▸ Rows from a pointing dataset:
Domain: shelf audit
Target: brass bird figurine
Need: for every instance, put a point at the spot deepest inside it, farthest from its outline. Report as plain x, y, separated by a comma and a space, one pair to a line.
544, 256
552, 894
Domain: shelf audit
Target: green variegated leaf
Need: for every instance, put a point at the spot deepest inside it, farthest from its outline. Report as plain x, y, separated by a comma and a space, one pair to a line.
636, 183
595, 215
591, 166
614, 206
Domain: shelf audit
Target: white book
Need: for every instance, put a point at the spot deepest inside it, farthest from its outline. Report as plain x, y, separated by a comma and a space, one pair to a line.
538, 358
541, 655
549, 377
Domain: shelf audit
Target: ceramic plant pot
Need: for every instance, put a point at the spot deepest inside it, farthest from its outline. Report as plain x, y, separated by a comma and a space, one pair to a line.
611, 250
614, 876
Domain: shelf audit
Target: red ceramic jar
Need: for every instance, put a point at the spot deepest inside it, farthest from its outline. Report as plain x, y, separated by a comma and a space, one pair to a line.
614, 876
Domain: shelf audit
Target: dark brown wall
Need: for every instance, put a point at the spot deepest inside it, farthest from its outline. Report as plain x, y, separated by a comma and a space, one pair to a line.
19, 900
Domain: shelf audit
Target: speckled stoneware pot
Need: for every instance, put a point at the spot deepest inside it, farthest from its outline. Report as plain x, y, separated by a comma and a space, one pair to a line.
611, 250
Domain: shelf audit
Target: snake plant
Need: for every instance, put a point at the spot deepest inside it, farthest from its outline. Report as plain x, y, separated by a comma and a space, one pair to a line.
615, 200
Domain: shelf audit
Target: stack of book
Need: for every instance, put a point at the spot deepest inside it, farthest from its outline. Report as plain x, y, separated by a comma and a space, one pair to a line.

▸ The problem:
Filter the listing above and copy out each line that contains the string "ceramic". The match is case-sensitive.

▸ Task answer:
Target: ceramic plant pot
Target: red ceramic jar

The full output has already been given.